Why would a nice guy like Stephen get arrested and then executed, either by rule of the Sanhedrin or mob violence? Acts 6:8 tells us he was a miracle-worker, and the people seemed to love the believers among them who healed their ailments (Acts 5:12a, 15-16, 26), but something seems to have occurred here that kept Stephen from being protected by the power of the people. What was it?
The Jewish authorities had tried on two different occasions recorded by Luke to stop the preaching of the Gospel, first with a warning (Acts 4:1-21), and secondly after a physical beating (Acts 5:17-40), although the high priestly family of Annas had a more severe penalty in mind (Acts 5:17, 33). These may or may not have been the only two occurrences before the time of Acts 6, but they are the only two that Luke records. In any case it seems that the high priest sought other measures to get what he wanted. He had tried to infiltrate the apostolic community by sending in spies in an effort to either destroy the new faith or bring it under his control (Acts 5:1-11, 13a), but this wasn’t working.
Paul seems to have had a close relationship with the high priest (Acts 9:1), as he later tells the story (Acts 22:5), and may have been an officer of the Sanhedrin, in that he not only represented the high council at Jerusalem but in other cities as well (Acts 26:10-12). Paul even explains later that he “cast his voice” (vote or pebble) against those who claimed the name of Jesus (Acts 26:10). Black pebbles were used to condemn while white were used for acquittal (cp. Revelation 2:17). So, Paul was not simply an average Jew who hated Messianic Jews. He was a man on a mission (Acts 8:3; cp. Genesis 49:27), and the mission he was on was provided him by the high priest (Acts 9:1).
========================
- _THE TASK_:
Pick up the essay about Stephen's arrest and continue it from its final sentence. The rows that come next are from a separate source.

- _RECORDED DATA_:
========================
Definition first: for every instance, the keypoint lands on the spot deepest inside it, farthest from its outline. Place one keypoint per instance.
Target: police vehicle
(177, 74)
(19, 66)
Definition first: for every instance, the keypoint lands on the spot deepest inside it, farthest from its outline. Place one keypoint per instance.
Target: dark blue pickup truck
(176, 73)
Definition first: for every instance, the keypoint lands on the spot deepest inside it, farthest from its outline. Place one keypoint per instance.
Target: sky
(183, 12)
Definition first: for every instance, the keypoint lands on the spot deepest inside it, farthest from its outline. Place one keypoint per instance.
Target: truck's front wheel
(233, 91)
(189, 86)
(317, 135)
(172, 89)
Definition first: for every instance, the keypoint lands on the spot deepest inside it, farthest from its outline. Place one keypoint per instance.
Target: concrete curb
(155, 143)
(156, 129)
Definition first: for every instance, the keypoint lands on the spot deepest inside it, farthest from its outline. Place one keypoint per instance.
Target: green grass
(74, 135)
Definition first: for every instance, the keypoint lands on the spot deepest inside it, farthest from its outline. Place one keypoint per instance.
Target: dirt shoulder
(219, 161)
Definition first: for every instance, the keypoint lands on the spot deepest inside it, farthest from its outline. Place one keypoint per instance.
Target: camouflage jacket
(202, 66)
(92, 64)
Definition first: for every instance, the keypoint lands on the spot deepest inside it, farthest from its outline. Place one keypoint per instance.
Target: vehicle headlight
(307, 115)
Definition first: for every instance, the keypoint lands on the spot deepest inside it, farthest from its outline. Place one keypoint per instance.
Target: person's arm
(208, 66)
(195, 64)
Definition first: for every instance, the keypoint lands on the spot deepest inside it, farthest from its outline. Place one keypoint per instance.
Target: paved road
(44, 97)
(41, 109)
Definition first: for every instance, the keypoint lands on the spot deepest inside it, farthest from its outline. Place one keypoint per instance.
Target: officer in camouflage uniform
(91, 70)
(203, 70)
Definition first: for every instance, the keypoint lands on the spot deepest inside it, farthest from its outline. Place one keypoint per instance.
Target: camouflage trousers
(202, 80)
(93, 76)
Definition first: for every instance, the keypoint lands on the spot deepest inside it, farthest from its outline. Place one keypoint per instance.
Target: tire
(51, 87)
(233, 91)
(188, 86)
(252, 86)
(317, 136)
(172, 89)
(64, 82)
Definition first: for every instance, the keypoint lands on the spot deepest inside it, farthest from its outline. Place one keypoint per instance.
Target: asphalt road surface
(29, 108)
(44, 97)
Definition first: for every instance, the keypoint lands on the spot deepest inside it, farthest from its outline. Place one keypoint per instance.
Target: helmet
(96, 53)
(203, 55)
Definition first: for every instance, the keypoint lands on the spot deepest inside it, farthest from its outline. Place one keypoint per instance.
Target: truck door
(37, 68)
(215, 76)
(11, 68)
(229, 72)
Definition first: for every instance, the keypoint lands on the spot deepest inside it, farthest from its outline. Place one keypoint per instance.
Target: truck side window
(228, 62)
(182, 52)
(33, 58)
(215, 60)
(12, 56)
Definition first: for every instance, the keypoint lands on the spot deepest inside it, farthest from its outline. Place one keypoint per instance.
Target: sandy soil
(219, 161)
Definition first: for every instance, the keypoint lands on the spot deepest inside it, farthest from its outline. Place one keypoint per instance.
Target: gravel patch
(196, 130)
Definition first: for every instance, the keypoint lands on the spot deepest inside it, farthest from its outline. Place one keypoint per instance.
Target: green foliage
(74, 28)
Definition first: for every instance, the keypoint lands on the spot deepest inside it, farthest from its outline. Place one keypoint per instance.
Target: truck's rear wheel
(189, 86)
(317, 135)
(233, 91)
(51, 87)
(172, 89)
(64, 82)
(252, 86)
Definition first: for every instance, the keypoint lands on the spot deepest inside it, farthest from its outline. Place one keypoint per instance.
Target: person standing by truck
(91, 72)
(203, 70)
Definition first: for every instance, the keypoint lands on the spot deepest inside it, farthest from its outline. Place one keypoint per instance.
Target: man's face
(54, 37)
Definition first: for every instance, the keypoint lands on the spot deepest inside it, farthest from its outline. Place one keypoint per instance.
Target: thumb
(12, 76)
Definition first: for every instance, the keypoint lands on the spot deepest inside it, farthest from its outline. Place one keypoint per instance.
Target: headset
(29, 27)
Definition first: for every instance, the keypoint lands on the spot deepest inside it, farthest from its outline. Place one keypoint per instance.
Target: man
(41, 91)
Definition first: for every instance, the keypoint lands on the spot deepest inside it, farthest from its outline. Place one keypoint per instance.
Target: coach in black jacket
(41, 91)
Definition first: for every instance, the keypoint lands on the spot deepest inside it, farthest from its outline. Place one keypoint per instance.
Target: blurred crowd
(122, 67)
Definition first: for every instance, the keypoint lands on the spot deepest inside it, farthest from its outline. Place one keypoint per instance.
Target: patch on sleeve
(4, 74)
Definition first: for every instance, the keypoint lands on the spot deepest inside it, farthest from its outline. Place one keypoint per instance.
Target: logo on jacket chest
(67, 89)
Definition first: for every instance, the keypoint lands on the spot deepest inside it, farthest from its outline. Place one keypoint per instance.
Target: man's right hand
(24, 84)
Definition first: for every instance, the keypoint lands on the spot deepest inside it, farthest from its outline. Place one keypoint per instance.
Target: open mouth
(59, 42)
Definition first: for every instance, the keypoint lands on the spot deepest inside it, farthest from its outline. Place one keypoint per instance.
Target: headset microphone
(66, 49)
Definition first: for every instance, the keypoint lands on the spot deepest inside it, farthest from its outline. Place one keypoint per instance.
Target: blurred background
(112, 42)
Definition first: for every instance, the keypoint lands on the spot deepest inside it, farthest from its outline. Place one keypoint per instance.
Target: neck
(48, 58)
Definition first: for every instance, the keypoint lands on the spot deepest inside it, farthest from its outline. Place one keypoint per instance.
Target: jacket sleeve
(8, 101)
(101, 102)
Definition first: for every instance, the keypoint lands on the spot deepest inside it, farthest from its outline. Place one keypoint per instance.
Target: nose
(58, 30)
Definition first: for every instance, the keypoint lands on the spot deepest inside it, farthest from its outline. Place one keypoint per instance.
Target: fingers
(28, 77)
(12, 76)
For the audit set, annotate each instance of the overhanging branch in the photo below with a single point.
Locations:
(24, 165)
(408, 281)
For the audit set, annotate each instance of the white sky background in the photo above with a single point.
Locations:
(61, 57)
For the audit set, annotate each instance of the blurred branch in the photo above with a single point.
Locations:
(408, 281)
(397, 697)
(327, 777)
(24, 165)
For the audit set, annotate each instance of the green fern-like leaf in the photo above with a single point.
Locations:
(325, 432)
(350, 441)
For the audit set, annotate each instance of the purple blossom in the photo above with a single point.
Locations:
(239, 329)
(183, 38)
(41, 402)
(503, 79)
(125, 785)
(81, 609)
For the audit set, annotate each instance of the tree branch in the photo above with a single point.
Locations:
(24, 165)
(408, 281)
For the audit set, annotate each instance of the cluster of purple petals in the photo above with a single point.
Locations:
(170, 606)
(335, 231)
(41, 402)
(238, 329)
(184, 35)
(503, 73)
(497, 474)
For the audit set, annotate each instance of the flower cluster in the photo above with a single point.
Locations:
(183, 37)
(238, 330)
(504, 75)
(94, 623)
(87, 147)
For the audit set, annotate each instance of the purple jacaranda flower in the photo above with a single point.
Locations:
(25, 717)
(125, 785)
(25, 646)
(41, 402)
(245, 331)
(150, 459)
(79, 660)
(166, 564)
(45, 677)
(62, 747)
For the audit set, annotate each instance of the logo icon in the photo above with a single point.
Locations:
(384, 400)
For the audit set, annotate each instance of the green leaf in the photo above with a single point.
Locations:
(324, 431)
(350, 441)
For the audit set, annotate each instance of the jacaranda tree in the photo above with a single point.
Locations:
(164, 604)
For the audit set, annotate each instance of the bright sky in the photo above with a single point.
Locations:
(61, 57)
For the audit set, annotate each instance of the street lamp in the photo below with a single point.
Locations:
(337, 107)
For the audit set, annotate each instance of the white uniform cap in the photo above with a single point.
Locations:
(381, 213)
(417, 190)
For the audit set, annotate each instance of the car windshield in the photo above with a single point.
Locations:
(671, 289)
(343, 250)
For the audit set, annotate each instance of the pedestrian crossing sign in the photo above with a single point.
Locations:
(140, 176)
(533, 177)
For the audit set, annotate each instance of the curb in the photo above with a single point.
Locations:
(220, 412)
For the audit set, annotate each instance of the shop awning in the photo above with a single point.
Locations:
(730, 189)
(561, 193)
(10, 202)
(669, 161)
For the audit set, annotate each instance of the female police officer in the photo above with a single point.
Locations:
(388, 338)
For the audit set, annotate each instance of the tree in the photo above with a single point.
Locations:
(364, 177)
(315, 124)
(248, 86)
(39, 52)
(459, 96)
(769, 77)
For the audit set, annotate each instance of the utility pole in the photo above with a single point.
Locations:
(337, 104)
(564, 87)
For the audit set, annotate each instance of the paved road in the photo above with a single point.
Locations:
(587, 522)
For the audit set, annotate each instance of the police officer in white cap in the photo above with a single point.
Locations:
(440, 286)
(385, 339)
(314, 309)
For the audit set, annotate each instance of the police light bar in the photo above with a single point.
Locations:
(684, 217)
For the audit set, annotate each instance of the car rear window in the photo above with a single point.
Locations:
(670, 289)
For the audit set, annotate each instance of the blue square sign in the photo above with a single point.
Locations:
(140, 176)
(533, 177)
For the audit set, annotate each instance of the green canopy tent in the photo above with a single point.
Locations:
========================
- _WRITTEN REPLY_:
Stephen, therefore, went up against more than a few brethren with opposing beliefs, as he debated in Jerusalem at the Synagogue of the Freedmen (Acts 6:9), whose members came from (in counterclockwise order) Cyrene, Alexandria, Cilicia and Asia. Whether he was aware of the high priest’s new conspiracy of entrapment is not said, but Stephen preached Jesus and no one was able to resist his wisdom (Acts 6:10), not even the member named Saul of Tarsus from the province of Cilicia! Imagine, the very upwardly mobile Jew, who prided himself in the zeal he had for the traditions of the fathers (Galatians 1:14), could not oppose Stephen’s wisdom in debate! This must have infuriated Paul, and, as he later testifies, it was this very covetousness that slew him when he considered Christ and what occurred to him on the road to Damascus (Romans 7:7, 10-11; cp. Acts 9:9).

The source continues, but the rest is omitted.